— BEGIN —
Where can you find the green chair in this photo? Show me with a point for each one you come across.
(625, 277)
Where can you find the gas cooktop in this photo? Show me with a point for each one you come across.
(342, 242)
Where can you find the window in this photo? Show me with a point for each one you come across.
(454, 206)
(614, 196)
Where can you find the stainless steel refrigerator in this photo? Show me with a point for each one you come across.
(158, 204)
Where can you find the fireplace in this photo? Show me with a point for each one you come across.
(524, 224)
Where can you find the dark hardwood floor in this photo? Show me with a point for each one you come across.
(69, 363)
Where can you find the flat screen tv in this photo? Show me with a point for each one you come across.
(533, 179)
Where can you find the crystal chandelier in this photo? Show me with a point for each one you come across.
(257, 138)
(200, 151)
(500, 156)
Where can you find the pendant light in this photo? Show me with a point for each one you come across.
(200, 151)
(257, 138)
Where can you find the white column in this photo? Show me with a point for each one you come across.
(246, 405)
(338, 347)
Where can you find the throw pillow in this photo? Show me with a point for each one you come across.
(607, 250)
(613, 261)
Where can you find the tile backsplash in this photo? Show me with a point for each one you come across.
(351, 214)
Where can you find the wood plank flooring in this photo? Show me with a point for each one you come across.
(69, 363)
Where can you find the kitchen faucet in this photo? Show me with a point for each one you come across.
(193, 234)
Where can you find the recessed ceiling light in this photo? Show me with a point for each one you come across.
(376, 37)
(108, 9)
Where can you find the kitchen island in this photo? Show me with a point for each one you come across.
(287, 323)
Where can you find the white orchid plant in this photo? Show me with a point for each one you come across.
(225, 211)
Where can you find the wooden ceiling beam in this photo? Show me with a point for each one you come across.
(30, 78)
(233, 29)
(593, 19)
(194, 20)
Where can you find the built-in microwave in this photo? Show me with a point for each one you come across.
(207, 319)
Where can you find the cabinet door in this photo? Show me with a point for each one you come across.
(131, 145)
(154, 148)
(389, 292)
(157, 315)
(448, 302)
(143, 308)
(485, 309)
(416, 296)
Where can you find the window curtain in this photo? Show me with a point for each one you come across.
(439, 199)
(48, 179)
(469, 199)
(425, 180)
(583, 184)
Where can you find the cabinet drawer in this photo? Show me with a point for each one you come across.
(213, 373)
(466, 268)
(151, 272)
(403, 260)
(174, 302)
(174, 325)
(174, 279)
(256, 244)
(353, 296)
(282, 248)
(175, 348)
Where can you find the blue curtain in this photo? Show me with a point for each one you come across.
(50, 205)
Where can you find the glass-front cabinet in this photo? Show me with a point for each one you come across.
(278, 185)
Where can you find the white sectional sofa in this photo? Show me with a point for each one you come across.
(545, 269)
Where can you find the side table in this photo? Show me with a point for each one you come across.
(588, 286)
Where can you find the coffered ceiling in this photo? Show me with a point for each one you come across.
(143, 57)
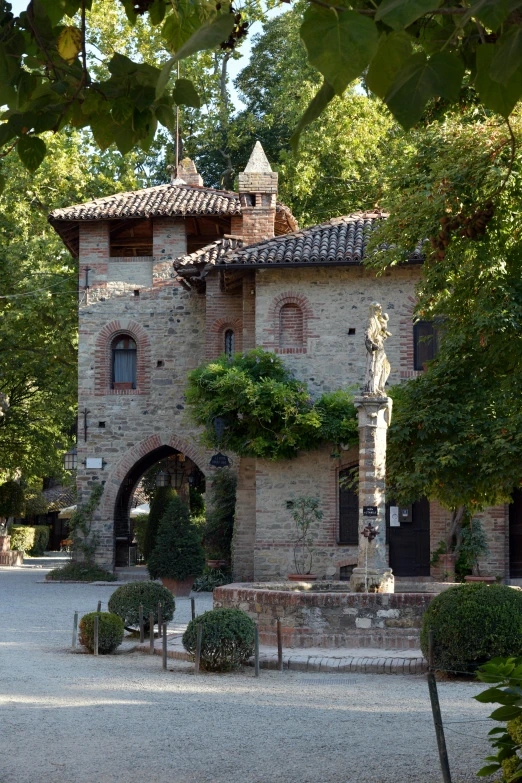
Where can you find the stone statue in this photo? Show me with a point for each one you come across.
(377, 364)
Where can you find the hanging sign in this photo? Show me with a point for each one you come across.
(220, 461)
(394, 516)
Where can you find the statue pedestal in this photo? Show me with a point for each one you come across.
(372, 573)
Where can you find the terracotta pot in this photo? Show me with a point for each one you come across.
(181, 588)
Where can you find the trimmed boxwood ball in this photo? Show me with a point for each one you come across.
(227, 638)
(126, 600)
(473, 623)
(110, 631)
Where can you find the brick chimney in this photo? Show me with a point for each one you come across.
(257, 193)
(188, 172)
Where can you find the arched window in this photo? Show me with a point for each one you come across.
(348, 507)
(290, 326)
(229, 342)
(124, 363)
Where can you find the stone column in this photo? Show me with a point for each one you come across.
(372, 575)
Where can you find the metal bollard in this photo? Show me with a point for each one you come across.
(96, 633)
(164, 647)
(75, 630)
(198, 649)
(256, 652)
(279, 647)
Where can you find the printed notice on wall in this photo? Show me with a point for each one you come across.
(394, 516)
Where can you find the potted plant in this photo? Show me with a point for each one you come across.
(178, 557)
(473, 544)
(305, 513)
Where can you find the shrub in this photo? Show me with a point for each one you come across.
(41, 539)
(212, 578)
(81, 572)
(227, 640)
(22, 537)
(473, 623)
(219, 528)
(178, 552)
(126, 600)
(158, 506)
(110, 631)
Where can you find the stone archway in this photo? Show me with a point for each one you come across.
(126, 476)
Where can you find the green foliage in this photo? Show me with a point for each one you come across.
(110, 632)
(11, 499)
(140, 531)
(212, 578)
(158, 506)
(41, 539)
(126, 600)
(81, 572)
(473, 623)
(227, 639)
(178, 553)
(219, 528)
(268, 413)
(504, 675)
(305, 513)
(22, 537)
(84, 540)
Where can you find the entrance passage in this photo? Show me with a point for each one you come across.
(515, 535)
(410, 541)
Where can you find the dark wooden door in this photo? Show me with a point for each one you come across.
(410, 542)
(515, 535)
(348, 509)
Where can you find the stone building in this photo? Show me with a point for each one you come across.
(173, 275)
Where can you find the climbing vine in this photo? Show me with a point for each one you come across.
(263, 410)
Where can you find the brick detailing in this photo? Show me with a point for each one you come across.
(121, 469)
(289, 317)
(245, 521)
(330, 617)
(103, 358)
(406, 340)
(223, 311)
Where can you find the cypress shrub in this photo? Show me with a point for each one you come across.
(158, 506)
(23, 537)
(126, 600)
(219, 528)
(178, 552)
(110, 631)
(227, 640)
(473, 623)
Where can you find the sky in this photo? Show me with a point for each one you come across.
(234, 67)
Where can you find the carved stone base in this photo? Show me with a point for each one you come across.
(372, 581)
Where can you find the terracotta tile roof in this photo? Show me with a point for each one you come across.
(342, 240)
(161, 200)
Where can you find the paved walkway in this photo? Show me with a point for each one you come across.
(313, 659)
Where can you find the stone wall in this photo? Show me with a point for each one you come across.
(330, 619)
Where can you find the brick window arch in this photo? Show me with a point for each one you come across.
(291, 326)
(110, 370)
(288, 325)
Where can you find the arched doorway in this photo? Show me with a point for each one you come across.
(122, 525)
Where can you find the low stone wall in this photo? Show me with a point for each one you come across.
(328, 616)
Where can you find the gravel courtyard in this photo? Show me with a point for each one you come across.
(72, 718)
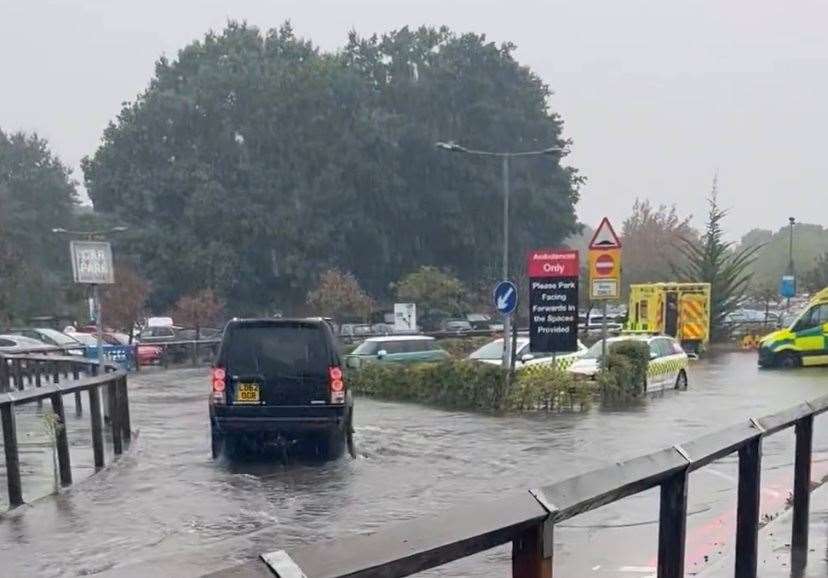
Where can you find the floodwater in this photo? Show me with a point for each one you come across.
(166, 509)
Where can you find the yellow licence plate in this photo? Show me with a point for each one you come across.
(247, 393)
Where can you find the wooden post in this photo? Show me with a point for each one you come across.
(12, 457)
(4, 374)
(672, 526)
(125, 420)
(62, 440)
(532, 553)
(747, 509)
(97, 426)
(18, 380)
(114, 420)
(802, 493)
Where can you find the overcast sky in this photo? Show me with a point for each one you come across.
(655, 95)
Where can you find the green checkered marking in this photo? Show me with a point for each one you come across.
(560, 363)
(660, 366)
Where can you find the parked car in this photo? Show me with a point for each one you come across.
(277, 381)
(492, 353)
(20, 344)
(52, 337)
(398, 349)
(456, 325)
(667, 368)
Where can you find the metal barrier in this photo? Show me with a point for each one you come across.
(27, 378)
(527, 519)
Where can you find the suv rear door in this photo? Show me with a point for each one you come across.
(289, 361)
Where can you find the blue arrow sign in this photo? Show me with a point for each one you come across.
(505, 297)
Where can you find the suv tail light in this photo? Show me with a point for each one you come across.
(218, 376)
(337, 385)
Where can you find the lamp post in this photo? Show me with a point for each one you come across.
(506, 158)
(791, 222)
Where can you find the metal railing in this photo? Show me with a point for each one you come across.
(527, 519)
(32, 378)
— END —
| Exercise aim |
Print out the whole of the material word for word, without pictures.

| Worked answer |
Where can you find the green chair in this photo? Show me with a point for each one you come across.
(625, 277)
Where can you find the gas cooktop in this photo? Show me with a point for each one you come across.
(342, 242)
Where can you find the window in this photo? Show me with a point for each one you come across.
(454, 206)
(614, 196)
Where can you find the stainless steel refrigerator in this photo? Show me with a point for each one you come across.
(158, 204)
Where can you find the fireplace in this photo? Show me with a point for each one you come across.
(524, 224)
Where can you find the dark hardwood floor in this photo? Show me with a point for each one you come across.
(69, 363)
Where can you find the flat screen tv in this photo? Show me with a point for each one you come across.
(533, 179)
Where can you find the crystal chandelier in this photo? Show me with a point for each one you come across.
(257, 138)
(200, 151)
(500, 156)
Where can you find the pendant light in this photo? Show me with a point for each one you come across.
(200, 151)
(257, 138)
Where can you find the white column in this photo? Show me with a point for each one you come across.
(246, 405)
(338, 347)
Where can you find the throw pillow in this photo? Show me with a point for each one you come across.
(607, 250)
(613, 261)
Where can you find the tile backsplash in this photo? Show me with a point for each one you come across.
(351, 214)
Where can you find the wood plank flooring in this photo? Show me with a point for each one you come across.
(69, 363)
Where can you find the kitchen faucet in this photo? Show me with a point for each one you come across.
(193, 234)
Where can you find the recessed ceiling light in this photo? Show me with a point for each one you come across.
(376, 37)
(108, 9)
Where can you find the kitchen island in this photo? Show me with a point for each one you come across.
(287, 323)
Where can you find the white orchid plant in this photo? Show me with a point for each one you come across.
(225, 211)
Where can you find the wooden ceiling beam in this photo? Show me with a point for each one you come across.
(30, 78)
(233, 29)
(593, 19)
(194, 20)
Where can you find the built-in microwave in this photo? Show me with a point for each one you come across.
(207, 319)
Where can you find the cabinet door in this photo? Show me with a point for each one you come across.
(131, 145)
(154, 148)
(389, 292)
(157, 315)
(448, 302)
(143, 308)
(485, 309)
(416, 296)
Where can you find the window curtain in this photo? Show me with a point for each one you come across.
(439, 199)
(48, 179)
(469, 199)
(425, 180)
(583, 184)
Where can you find the cabinet drawer in this photo? Show me with a point for each one you come across.
(213, 373)
(466, 268)
(151, 272)
(403, 260)
(174, 302)
(174, 325)
(174, 279)
(256, 244)
(353, 296)
(282, 248)
(175, 348)
Where can you find the blue curtain in this photo? Show me with a point for each one you come across.
(50, 205)
Where can you find the glass-front cabinet in this photo? Show me with a point for each one you come across.
(278, 185)
Where can you find the white sectional sofa in this photo? Show me with a point for each one you come across.
(545, 269)
Where can you find the side table in this photo? Show me with a point for each one you come across.
(588, 286)
Where can you find the coffered ceiling in this photo? Show me with a point for each one you come across.
(143, 57)
Where can you find the stone statue in this photo? Show me with a point for each one you come across.
(377, 364)
Where can you find the hanging sign in this photo? Show me with a point for each one you come across.
(220, 461)
(394, 516)
Where can you find the statue pedestal in this photo? Show me with a point for each one you come across.
(372, 573)
Where can you find the terracotta pot in this photo? Show me with a point for each one you come across.
(181, 588)
Where can you find the trimmed boxwood ball in this photo? Show me with a point for each one you come across.
(227, 638)
(126, 600)
(473, 623)
(110, 631)
Where can you find the brick chimney in this photo? Show me with a point for each one you come across.
(257, 193)
(188, 172)
Where can you find the arched window in this photo? Show me with a point for each one you come across.
(348, 507)
(290, 326)
(229, 342)
(124, 363)
Where can you find the stone column in this photo? Show me with a point for each one you come across.
(372, 575)
Where can you find the metal bollard in this photo? Show me with a point for each one you come across.
(96, 633)
(164, 647)
(75, 630)
(198, 649)
(256, 652)
(279, 647)
Where can you find the printed notice on wall in this photo? Show me with a point for each one you come across.
(394, 516)
Where can you find the potted plant in this photo? Show me with a point for each one you come across.
(178, 557)
(473, 544)
(305, 513)
Where can you find the shrub in this photo? Show me with a point for each one you come across.
(41, 539)
(212, 578)
(81, 572)
(227, 640)
(22, 537)
(473, 623)
(219, 528)
(178, 552)
(126, 600)
(158, 506)
(110, 631)
Where can you find the stone archway in this photo? Show me with a point for each one you come across.
(126, 476)
Where can you find the green foliage in this photo? Show me with a point for each one you come across.
(110, 632)
(11, 499)
(140, 531)
(212, 578)
(158, 506)
(41, 539)
(126, 600)
(81, 572)
(473, 623)
(227, 639)
(178, 553)
(219, 528)
(268, 413)
(504, 675)
(305, 513)
(22, 537)
(84, 540)
Where can you find the entrance passage in this photo? Show me with a point for each one you come across.
(515, 535)
(410, 541)
Where can you find the dark wooden door in this photo? Show me with a point for each one you come across.
(410, 542)
(515, 535)
(348, 509)
Where can you find the stone building in this photo? Show me with a point for each one you come across.
(173, 275)
Where can you find the climbing vine in this photo? Show me with a point for each one you come across.
(263, 410)
Where can you find the brick detailing in this photo? Show me with a point for each one you come across.
(121, 469)
(289, 317)
(245, 521)
(330, 617)
(103, 358)
(406, 340)
(223, 311)
Where can you find the cypress shrub in this photo? Show me with a point for each one you come across.
(158, 506)
(23, 537)
(126, 600)
(219, 528)
(178, 552)
(110, 631)
(227, 640)
(473, 623)
Where can you find the sky in this photo? Show me with a point for each one you come across.
(234, 67)
Where can you find the carved stone base in this photo? Show me with a point for each one you come across.
(372, 581)
Where can you find the terracotta tile roof in this photo? Show me with a point for each one you come across.
(342, 240)
(161, 200)
Where can you find the paved walkway in this photo? Show me with a point for each one you come across.
(313, 659)
Where can you find the stone wall in this photo? Show me with a point for each one you come across.
(330, 619)
Where can you find the brick window arch in this photo? Show me with a point for each one you come across.
(291, 326)
(110, 370)
(288, 325)
Where can you find the arched doorway in this photo? Show me with a point for each one you come across.
(122, 525)
Where can you find the low stone wall in this photo? Show me with a point for each one you come across.
(328, 616)
Where can you find the gravel courtyard in this photo? Show me with a point for each one you come across.
(72, 718)
Where can you find the floodwater in this photo? Show me with a point for each one you come across.
(166, 509)
Where can you find the yellow licence plate in this photo? Show me with a point for each one you come across.
(247, 393)
Where can you find the wooden post in this photo? Show me with a point for each one you come across.
(12, 457)
(4, 374)
(672, 526)
(125, 420)
(62, 440)
(532, 553)
(747, 509)
(97, 426)
(18, 380)
(114, 420)
(802, 493)
Where can you find the overcast sky in this photo? Show me with a point for each one you come across.
(655, 95)
Where can you find the green checkered marking in this photo? Show me with a point for each one you come across.
(560, 363)
(660, 366)
Where can you find the parked car in this photo? Show me with a point for each one you come across.
(277, 381)
(492, 353)
(20, 344)
(52, 337)
(398, 349)
(456, 325)
(667, 368)
Where can you find the metal barrier in this photo? Show me with a point for each one you come across.
(27, 378)
(527, 519)
Where can you find the suv rear door in this photo? Show me with a point for each one you come across.
(289, 361)
Where can you find the blue arrow sign in this photo? Show me with a point for each one you come across.
(505, 297)
Where can you find the suv tail light in this photo? Show me with a point for each one you come across.
(218, 376)
(337, 385)
Where can you find the lamp post in this photo? Show me with a point for each one you come across.
(506, 158)
(791, 222)
Where can you find the metal railing in this photo? Show me with a point for each one you come across.
(527, 519)
(32, 378)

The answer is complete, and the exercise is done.